## [WHAT YOU HAVE TO DO]
Every record needs to be set down again without a single difference.

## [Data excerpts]
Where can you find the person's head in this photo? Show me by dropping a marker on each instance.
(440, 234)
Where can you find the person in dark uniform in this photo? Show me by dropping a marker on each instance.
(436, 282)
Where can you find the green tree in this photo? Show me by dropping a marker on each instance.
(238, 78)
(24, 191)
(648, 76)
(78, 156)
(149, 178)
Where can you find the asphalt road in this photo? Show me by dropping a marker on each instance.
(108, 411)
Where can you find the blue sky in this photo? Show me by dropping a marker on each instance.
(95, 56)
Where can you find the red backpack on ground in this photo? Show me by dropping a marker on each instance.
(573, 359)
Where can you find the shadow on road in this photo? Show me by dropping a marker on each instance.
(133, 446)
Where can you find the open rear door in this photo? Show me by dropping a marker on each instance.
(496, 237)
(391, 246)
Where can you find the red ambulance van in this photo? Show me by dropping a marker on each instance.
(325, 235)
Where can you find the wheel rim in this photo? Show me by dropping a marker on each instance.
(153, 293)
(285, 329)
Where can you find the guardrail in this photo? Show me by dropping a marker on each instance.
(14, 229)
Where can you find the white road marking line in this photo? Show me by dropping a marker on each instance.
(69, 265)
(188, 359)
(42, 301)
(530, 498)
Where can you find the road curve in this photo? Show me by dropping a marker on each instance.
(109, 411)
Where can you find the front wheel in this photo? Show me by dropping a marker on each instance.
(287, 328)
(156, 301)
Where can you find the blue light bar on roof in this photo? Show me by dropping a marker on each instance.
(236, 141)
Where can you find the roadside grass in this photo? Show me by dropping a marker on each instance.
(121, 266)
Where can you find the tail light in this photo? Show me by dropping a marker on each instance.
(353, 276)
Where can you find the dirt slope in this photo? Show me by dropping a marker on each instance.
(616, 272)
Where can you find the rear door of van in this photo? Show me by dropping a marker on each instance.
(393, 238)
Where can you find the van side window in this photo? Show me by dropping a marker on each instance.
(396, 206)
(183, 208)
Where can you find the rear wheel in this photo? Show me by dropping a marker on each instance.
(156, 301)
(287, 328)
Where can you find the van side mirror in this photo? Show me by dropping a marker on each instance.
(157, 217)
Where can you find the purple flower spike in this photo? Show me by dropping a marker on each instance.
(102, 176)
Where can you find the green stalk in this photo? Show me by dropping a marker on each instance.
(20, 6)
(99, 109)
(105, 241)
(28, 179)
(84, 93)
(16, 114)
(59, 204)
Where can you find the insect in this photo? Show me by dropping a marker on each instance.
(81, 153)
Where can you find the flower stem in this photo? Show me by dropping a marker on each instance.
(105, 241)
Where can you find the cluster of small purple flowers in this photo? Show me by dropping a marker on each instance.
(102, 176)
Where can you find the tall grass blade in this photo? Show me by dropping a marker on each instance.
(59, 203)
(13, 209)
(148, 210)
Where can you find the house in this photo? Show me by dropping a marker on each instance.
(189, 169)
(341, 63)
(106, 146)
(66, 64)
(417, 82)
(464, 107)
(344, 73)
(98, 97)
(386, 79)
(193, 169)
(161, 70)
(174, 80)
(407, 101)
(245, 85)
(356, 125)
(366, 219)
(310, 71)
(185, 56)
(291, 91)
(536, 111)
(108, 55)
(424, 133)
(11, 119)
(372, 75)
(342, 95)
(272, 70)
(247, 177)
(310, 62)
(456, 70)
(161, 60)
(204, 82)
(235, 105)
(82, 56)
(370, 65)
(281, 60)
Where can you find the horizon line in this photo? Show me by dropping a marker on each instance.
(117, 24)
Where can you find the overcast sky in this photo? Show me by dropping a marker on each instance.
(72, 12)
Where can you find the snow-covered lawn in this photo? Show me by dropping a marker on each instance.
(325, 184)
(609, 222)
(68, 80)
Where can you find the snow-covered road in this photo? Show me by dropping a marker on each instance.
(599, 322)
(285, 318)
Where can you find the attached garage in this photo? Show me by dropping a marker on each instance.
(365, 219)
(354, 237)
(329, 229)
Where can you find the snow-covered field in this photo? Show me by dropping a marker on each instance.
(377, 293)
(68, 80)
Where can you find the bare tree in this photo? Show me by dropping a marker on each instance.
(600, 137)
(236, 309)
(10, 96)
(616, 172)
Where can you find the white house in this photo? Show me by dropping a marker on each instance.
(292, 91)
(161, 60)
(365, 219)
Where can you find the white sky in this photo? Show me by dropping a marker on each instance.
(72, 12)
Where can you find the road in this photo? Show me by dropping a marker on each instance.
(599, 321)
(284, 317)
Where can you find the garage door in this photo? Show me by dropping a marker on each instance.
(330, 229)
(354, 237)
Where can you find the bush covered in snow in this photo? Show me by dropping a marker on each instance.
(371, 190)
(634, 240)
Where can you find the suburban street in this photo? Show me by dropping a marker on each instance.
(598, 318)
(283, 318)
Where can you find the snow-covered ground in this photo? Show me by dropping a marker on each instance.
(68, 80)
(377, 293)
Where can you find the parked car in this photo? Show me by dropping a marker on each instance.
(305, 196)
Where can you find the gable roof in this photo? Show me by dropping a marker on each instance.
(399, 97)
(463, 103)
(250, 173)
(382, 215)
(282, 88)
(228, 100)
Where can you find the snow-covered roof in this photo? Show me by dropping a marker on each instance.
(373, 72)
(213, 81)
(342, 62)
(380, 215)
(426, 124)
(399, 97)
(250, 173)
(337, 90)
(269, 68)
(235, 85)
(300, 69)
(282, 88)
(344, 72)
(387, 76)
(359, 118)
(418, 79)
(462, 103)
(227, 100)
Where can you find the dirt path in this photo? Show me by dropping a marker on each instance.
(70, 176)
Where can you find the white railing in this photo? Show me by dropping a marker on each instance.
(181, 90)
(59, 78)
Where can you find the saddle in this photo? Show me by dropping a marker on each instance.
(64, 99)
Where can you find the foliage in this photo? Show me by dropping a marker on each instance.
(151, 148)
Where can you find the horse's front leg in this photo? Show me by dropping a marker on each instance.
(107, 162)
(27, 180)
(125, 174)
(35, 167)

## [RESPONSE TO THE TASK]
Where can you find the person's head in this photo? Show me by dropping a marker on each instance.
(440, 234)
Where can you find the person in dark uniform in this photo? Show me by dropping a marker on each instance.
(436, 282)
Where can you find the green tree in this photo? Show me by dropping a marker on each instance.
(238, 78)
(24, 191)
(648, 76)
(78, 156)
(149, 178)
Where can you find the asphalt road in this photo? Show me by dropping a marker on each instance.
(108, 411)
Where can you find the blue sky in this photo? Show me by dropping a marker on each instance.
(95, 56)
Where can you find the red backpack on ground in this photo? Show me by dropping a marker on each instance.
(573, 359)
Where can you find the shadow on road in this photo? Show me by dropping a marker on each instance.
(133, 446)
Where can you find the open rear door in this photo? Show me by dropping a marker on each instance.
(496, 237)
(391, 246)
Where can you find the red ambulance van in this photo? Show me by dropping a marker on each instance.
(325, 235)
Where can you find the wheel rim in this photo? Show me by dropping a marker on each instance.
(153, 293)
(285, 329)
Where can you find the guardrail in this photo? Show me by dropping a marker on each instance.
(14, 229)
Where can you find the white road marking line in this photo? Show me by dropping a marker on each instance.
(69, 265)
(188, 359)
(42, 301)
(530, 498)
Where can you find the road curve in this photo? Show me by dropping a marker on each instance.
(109, 411)
Where can you find the front wheel in this photo? Show me by dropping a marker on each instance.
(287, 328)
(156, 301)
Where can you find the blue light bar on roof in this photo? Show me by dropping a marker on each instance.
(236, 141)
Where can you find the roadside grass in this photo? Show me by dropping a marker on each instance.
(121, 266)
Where can you find the tail light in this photo? Show me by dropping a marker on each instance.
(353, 276)
Where can you find the dirt slope in this photo? Show me by dropping a marker on each instance.
(616, 272)
Where can you find the rear door of van in this photo? Show me by dropping a marker on each instance.
(393, 238)
Where can you find the van side window in this photo? Show me by dropping a marker on each instance.
(396, 206)
(183, 208)
Where can you find the rear wheel in this photo? Show me by dropping a marker on each instance.
(156, 301)
(287, 328)
Where can you find the van side mirror in this photo? Show me by dropping a marker on each instance.
(157, 217)
Where can you find the purple flower spike in this photo? Show me by dropping a marker on each instance.
(102, 176)
Where can you find the green stalk in this photo? Show me by dropping a marker on each instance.
(20, 6)
(99, 109)
(105, 241)
(28, 179)
(84, 93)
(16, 114)
(59, 204)
Where can you find the insect in this photo? Show me by dropping a marker on each instance.
(81, 153)
Where can you find the flower stem in this photo? Show me by dropping a marker on each instance.
(105, 241)
Where can you find the cluster of small purple flowers in this photo? Show me by dropping a marker on each instance.
(102, 176)
Where can you find the tall grass blade in this photo? Show me by dropping a marker on each instance.
(59, 203)
(13, 209)
(148, 210)
Where can you find the house in this photo? Show me by dropping a marker on each instance.
(189, 169)
(341, 63)
(106, 146)
(66, 64)
(417, 82)
(464, 107)
(344, 73)
(98, 97)
(386, 79)
(193, 169)
(161, 70)
(174, 80)
(407, 101)
(245, 85)
(356, 125)
(366, 219)
(310, 71)
(185, 56)
(291, 91)
(536, 111)
(108, 55)
(424, 133)
(11, 119)
(372, 75)
(342, 95)
(272, 70)
(247, 177)
(310, 62)
(456, 70)
(161, 60)
(204, 82)
(235, 105)
(82, 56)
(370, 65)
(281, 60)
Where can you find the horizon line in this photo? Show me by dropping a marker on each instance.
(117, 24)
Where can you find the overcast sky in this photo? Show me by dropping a marker on each instance.
(72, 12)
Where can you find the snow-covered lawn in this photo? Show me by dropping a marker on each instance.
(325, 184)
(609, 222)
(68, 80)
Where can you find the snow-covered road in this photo? Show me by dropping a marker on each instance.
(599, 322)
(285, 318)
Where can you find the attached garage in this photo? Show me by dropping a marker on each instance.
(365, 219)
(354, 237)
(329, 229)
Where can you find the snow-covered field in this photo? Show me by dropping a marker on each instance.
(377, 293)
(68, 80)
Where can you find the bare tree in this photo? Show me by dropping a marker on each instance.
(600, 137)
(236, 309)
(10, 96)
(616, 172)
Where can you find the white house in this photo? Show me by dropping a marker on each instance.
(292, 91)
(161, 60)
(365, 219)
Where can you find the white sky in this photo? Show me by dropping a marker on each instance.
(72, 12)
Where can you find the road in this photo? Show me by dropping a marker on each instance.
(599, 321)
(284, 317)
Where can you find the garage door in this photo? Show me by dropping a marker on each instance.
(330, 229)
(354, 237)
Where can you find the bush covered in snow in this photo? Show me by dropping a marker on each instance.
(371, 190)
(634, 240)
Where can you find the suburban street in this photo? Show me by dropping a marker on each instance.
(598, 318)
(283, 318)
Where can you find the snow-covered ground in this photo? Show me by dropping a marker on each instance.
(68, 80)
(377, 293)
Where can you find the parked car in this photo? Show me by dropping a marker on each instance.
(305, 196)
Where can you find the gable roof in this photo? Show me by dropping a marker on each instance.
(399, 97)
(463, 103)
(250, 173)
(382, 215)
(282, 88)
(228, 100)
Where can you find the snow-covered roof in this photo? Show me by dropping a marker on each instance.
(373, 72)
(213, 81)
(342, 62)
(380, 215)
(426, 124)
(399, 97)
(250, 173)
(337, 90)
(269, 68)
(235, 85)
(300, 69)
(282, 88)
(344, 72)
(387, 76)
(359, 118)
(418, 79)
(462, 103)
(227, 100)
Where can you find the dirt path in this photo? Show me by dropping a marker on each instance.
(70, 176)
Where can you find the white railing in this photo? Show me by dropping a marker on each instance.
(181, 90)
(59, 78)
Where can you find the saddle in this photo? Show me by dropping a marker on each instance.
(64, 99)
Where can you find the foliage in this photo? Show me by dropping a marker on each instance.
(151, 148)
Where can you find the horse's front leg in this photo? Show me by dropping a marker on each instance.
(107, 162)
(27, 180)
(125, 174)
(35, 167)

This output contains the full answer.